━━━━━ PAGE EXCERPT ━━━━━

Creating financial access for the urban working poor is critical, according to the Managing Director of International Blockchain Monetary Reserve and ARCC Asia Reserve Currency Coin.

Five years ago, Sinjin David Jung left his native South Korea and entered the rapidly growing world of fintech in South–East Asia. As Vice Chairman for TrueMoney in the Philippines, he oversaw the birth and expansion of a digital payment tool that puts money in the pockets of millions of working people.

However, beyond the convenience of digital payments and remittances, Jung saw the potential for fintech to serve a higher purpose.

“For the last couple of years, I have been focusing on my passion project: financial inclusion in decentralised economies through cryptocurrencies,” he said in early 2019, at the 8th Global Family Office Investment Summit hosted by Sir Anthony Ritossa in Dubai, where leading families from around the world represented over US$4 trillion in investor wealth.

“This social impact project is my road to redemption, with all the knowledge that I have acquired, I really want to do something ethical and good. My devotion is dealing with emerging markets that are growing but the average person has not yet benefited from that growth,” he said.

━━━━━ ENTRIES PROVIDED ━━━━━

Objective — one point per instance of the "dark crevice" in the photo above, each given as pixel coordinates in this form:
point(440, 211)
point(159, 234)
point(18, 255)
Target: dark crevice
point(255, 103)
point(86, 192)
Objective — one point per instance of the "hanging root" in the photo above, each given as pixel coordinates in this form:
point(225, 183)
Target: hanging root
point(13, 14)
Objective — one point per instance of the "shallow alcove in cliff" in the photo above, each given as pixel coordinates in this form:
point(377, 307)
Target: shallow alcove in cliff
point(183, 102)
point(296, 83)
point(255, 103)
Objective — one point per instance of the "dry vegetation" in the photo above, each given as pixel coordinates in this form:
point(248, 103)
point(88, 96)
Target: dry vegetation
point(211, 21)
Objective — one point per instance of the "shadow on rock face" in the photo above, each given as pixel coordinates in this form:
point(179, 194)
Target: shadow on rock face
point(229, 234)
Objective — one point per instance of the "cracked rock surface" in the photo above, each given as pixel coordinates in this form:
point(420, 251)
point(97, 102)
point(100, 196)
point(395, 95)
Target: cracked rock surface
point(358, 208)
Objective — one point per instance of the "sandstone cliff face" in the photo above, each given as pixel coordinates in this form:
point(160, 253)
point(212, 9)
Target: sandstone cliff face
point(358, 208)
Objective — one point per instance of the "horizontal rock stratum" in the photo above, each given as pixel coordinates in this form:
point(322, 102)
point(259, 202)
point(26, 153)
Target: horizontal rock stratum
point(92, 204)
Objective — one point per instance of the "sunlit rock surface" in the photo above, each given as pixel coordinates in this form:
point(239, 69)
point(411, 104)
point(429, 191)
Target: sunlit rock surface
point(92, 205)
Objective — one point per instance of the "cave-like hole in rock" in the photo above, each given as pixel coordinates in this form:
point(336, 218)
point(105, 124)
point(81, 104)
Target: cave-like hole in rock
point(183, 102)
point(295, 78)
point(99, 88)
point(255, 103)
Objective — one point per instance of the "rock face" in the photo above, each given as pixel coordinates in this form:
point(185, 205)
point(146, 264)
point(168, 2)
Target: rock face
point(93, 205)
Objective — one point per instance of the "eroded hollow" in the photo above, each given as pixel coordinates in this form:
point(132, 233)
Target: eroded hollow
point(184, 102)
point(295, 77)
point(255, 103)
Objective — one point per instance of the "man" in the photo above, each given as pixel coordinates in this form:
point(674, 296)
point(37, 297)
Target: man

━━━━━

◆ EXERCISE REQUIREMENTS: Shorten the paragraph of the financial inclusion profile that begins "Five years ago," keeping its main facts. Work only from the profile above.

◆ RESPONSE: Five years ago, Sinjin David Jung moved from South Korea into South–East Asia's fast-growing fintech sector. As TrueMoney's Vice Chairman in the Philippines, he oversaw the launch and growth of a digital payment tool that puts money in the pockets of millions of working people.